-- Problem a --
Write out, unchanged, the lines of the listing starting with the line that contains "indicate the white" and going on through the line that contains "column 277, row 124", including both of those lines.

-- Document extract --
===
Tag Archives: unity

A lesson in Soul Vision and the surprising result

Happy Easter and a Happy Sunday all,

I’ve coined the phrase ‘Soul Vision’ after an event which happened recently. All to often we get all bent out of shape, feel insulted and upset by the actions or words of others, when if we simply looked ‘below’ the surface water and practised ‘soul vision,’ we might see the ‘truth’ to the clear waters below.

It feels good being back here

It’s been far too long since I put fingers to keyboard and I have to admit to many moments self admonition as I found myself unable, week in, week out to write. It’s not that I didn’t have thoughts and ideas to communicate you understand, but for some inexplicable reason I had no idea that I would find adjusting to a new life, in a new continent, to a new culture and way of being so all-consuming, that I would have little of me left to do anything but work, eat (sometimes) and sleep (not long enough!)

So,Today I’m determined

Despite doubt & nervousness, despite insecurity and apprehension, Its my intention to publish today and regain my previous habit. I hope you’ll bear with me as I find my bearings once more.

The Eyes are the window to the soul

Most of us take our vision for granted. As vital as the organs we call our ‘eyes’ are, we seldom think about their health or care until we have a need to; meaning something has usually gone awry before we consider what our eyes do for us. Practically they enable us to navigate through our physical world, metaphorically, they symbolise insight and wisdom.

without vision, we are blind…

Seven months ago I moved to Nigeria, to live and work. It’s been a challenging transition at times as I found myself bullied at work and within the culture of the country there is a spirit of avarice which is not only prevalent in the corrupt politicians the country is famous for. It’s a ‘gravaliciousness’ (the Jamaicans among you will know what I mean) that is so alien to who I am that I have had a challenging time negotiating who I am in response to it!
===
-- Problem b --
In the blog post about Soul Vision, how long ago did the writer move to Nigeria?

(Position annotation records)
===
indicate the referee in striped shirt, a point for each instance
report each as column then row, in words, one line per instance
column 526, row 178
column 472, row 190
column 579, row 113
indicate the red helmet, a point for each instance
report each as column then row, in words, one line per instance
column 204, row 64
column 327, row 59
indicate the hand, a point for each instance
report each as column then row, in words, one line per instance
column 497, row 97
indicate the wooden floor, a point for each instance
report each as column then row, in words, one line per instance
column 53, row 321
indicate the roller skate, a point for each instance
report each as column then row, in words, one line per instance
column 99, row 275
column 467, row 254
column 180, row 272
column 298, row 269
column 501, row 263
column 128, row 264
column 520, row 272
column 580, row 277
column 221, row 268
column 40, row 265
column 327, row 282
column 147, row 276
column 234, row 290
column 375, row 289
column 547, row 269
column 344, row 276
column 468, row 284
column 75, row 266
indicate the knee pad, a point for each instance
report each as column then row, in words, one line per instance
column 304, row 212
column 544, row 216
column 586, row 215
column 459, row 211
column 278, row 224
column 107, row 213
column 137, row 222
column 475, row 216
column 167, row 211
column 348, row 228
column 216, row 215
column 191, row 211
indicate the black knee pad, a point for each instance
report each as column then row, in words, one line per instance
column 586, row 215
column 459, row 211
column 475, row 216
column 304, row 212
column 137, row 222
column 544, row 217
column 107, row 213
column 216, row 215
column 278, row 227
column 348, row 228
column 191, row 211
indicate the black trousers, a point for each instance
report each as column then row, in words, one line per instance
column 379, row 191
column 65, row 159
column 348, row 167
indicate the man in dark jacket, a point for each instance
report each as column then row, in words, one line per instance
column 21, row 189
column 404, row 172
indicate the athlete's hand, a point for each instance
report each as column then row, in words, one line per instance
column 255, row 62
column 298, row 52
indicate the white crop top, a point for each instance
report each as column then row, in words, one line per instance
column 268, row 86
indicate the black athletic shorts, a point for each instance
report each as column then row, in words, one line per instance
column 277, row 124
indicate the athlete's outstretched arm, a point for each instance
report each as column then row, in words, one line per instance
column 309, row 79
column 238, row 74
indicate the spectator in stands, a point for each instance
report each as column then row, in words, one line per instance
===
-- Correct output a --
indicate the white crop top, a point for each instance
report each as column then row, in words, one line per instance
column 268, row 86
indicate the black athletic shorts, a point for each instance
report each as column then row, in words, one line per instance
column 277, row 124

-- Correct output b --
Seven months ago.